» What is required
Reproduce the stretch of the listing below from the line containing "the wet sand" through the end of the listing, substituting "damp sand" for "wet sand" and changing nothing else.

» Available records
(begin)

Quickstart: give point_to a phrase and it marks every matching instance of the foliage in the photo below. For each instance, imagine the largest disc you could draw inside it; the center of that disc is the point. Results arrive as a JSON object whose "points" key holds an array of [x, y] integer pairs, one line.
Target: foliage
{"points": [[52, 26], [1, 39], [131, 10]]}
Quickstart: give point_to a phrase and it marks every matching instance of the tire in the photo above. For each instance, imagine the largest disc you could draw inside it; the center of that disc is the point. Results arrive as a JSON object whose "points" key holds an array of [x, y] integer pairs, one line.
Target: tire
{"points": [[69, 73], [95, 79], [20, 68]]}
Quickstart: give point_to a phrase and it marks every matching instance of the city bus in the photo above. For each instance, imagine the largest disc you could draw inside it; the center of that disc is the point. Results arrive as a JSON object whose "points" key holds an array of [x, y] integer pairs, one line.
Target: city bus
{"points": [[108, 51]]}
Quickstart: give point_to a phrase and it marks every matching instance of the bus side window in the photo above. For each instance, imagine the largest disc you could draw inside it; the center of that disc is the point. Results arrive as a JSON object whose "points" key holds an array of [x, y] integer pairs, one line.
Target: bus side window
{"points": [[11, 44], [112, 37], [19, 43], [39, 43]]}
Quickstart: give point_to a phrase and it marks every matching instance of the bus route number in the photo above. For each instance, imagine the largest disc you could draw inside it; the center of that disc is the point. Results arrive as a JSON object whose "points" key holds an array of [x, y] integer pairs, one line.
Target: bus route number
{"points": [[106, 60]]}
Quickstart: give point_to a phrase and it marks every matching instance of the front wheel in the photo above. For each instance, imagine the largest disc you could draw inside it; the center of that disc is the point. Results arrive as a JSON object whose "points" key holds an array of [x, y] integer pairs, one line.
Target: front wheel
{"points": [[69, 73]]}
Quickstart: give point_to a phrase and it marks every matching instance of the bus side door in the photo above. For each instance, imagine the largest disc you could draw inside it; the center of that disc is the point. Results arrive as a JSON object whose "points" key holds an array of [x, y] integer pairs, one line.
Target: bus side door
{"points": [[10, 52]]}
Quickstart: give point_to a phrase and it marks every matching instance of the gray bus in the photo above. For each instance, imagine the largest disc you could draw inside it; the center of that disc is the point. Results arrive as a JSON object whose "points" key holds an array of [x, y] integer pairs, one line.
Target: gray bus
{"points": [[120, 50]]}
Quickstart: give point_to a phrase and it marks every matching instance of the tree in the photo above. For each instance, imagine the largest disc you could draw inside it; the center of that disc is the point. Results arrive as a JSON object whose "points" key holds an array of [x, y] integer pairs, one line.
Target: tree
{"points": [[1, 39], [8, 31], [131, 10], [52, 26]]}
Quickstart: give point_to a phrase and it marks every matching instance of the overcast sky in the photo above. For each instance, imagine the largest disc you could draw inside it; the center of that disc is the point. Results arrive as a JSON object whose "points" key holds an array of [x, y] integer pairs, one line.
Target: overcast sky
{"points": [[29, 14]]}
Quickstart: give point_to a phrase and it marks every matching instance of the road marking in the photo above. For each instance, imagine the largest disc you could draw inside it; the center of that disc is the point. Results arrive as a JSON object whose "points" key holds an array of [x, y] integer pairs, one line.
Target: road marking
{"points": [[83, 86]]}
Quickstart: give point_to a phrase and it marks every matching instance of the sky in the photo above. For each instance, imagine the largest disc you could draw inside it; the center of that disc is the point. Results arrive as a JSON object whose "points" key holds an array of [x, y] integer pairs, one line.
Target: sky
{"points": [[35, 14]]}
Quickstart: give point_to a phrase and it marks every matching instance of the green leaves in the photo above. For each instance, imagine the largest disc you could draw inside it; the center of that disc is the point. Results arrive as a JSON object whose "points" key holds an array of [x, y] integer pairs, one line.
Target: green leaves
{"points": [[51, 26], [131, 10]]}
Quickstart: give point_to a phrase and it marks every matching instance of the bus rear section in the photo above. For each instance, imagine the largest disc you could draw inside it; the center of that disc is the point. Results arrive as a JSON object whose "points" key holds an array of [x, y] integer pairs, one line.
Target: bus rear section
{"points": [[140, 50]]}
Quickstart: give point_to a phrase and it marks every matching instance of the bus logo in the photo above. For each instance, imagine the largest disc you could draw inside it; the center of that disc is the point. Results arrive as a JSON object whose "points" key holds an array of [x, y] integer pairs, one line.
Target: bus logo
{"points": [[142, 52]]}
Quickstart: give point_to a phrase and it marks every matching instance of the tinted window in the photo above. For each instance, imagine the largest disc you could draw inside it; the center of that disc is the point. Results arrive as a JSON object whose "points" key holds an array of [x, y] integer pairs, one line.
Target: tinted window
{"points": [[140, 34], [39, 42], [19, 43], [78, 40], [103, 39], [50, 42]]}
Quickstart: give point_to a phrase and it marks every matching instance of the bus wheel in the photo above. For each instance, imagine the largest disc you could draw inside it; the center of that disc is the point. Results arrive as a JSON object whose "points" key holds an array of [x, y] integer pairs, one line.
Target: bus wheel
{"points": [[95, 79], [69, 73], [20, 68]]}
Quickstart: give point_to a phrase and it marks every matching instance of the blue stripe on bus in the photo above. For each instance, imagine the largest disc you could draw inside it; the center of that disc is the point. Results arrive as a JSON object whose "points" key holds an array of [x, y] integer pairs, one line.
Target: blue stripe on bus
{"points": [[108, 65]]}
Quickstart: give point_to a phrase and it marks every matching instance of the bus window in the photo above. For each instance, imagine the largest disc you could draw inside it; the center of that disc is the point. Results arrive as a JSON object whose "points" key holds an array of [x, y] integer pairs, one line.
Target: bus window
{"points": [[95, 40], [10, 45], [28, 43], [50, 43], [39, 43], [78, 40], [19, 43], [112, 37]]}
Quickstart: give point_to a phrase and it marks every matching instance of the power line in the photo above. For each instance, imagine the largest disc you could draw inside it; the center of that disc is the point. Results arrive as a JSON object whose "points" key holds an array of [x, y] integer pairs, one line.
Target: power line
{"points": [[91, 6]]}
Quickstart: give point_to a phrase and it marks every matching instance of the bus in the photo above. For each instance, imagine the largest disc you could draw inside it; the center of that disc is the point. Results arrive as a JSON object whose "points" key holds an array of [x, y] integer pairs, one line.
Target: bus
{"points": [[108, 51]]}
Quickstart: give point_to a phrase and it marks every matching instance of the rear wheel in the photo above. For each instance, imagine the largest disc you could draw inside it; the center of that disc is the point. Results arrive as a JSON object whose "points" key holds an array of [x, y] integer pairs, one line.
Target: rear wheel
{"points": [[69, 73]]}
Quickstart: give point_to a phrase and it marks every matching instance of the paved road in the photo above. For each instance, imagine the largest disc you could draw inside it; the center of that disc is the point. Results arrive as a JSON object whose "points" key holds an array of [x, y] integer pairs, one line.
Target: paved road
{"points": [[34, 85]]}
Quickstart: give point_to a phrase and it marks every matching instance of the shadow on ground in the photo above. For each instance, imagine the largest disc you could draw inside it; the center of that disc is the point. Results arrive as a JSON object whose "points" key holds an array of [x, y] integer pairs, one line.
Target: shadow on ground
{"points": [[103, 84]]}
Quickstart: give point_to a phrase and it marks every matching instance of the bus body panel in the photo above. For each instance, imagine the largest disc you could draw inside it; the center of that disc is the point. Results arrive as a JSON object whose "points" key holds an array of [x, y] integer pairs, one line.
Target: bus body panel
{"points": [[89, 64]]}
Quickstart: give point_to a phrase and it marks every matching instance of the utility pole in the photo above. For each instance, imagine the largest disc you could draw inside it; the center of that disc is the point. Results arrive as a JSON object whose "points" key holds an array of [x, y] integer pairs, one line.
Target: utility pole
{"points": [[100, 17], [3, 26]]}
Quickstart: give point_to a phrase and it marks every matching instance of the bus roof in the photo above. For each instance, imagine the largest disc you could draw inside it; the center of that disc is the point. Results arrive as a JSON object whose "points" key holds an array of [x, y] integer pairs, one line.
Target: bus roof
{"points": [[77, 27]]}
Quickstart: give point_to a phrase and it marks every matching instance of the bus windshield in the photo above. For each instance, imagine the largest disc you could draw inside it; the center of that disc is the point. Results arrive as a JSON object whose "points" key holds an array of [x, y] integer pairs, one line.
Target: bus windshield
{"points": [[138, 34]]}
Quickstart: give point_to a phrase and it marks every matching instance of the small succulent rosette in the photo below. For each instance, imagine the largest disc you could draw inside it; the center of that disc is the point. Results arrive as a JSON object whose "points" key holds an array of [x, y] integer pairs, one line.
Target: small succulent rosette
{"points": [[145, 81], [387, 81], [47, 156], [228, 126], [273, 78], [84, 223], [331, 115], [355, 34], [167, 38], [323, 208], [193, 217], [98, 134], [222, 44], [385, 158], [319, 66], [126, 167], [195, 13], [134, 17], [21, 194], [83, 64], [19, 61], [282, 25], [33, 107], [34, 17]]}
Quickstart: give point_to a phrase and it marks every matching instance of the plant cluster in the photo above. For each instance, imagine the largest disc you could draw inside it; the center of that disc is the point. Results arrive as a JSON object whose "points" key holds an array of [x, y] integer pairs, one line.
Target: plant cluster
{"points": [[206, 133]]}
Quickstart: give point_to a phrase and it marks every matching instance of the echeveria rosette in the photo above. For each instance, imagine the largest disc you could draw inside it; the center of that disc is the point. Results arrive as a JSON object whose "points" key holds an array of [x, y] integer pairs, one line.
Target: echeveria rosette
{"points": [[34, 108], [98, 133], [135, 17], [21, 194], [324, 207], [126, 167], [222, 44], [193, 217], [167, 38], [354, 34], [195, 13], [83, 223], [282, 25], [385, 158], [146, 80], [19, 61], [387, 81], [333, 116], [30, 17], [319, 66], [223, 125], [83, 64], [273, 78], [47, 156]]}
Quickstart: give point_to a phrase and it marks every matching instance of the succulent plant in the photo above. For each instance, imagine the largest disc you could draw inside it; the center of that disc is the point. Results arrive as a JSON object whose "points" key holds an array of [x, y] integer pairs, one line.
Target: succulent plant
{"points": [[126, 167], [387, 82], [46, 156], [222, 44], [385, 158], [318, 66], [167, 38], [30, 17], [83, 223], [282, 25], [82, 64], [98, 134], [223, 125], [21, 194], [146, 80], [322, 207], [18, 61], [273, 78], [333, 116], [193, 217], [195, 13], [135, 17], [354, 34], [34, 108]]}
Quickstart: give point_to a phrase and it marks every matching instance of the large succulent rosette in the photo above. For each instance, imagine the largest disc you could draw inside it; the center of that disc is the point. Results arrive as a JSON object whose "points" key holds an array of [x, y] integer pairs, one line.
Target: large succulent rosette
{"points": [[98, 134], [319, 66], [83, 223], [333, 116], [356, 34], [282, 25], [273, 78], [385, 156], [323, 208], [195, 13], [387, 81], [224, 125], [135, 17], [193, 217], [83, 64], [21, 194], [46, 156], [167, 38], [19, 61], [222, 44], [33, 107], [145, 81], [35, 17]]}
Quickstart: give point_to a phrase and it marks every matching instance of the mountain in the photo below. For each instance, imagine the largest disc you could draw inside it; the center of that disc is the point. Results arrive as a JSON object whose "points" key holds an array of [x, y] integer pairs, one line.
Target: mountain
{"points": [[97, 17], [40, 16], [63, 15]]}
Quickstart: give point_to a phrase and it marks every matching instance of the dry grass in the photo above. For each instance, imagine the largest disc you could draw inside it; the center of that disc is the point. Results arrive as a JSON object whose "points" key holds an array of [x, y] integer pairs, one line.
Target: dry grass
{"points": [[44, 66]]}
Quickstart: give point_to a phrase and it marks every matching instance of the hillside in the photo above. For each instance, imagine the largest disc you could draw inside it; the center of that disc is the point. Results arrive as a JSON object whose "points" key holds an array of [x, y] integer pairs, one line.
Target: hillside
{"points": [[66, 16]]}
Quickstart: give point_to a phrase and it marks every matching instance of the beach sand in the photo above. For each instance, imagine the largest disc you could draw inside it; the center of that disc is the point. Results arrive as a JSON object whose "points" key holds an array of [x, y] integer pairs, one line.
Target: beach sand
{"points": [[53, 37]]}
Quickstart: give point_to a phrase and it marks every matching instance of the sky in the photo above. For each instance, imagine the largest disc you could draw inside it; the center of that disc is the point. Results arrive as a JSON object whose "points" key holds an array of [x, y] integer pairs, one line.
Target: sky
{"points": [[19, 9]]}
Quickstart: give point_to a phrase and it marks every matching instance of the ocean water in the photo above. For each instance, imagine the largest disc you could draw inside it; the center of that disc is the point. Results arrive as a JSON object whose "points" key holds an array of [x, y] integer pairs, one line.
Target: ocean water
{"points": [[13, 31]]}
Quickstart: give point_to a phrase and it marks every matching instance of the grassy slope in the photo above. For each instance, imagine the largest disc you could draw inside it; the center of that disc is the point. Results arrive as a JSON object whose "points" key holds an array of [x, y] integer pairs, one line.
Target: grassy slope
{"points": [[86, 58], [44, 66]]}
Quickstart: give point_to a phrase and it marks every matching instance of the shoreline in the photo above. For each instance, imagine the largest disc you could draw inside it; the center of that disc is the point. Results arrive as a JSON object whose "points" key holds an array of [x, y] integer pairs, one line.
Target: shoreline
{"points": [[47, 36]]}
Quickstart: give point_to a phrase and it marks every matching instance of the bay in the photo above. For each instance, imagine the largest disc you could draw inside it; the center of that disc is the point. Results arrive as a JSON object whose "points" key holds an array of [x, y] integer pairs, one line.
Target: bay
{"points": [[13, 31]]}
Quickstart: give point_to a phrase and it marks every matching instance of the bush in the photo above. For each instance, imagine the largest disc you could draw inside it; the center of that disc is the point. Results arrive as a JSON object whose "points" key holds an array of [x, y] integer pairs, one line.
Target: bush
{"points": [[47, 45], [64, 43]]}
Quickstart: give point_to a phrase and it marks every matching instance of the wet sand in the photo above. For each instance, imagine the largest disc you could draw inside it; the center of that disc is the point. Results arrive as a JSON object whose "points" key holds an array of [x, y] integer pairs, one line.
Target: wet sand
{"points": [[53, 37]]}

(end)

» Exercise answer
Quickstart: give point_to a phrase and it marks every matching instance of the damp sand in the photo above. For each instance, imagine the largest disc you could draw inside it; the center of that disc is the point. Results arrive as a JSON object whose "points" key holds an array of [x, y] integer pairs, one line.
Target: damp sand
{"points": [[53, 37]]}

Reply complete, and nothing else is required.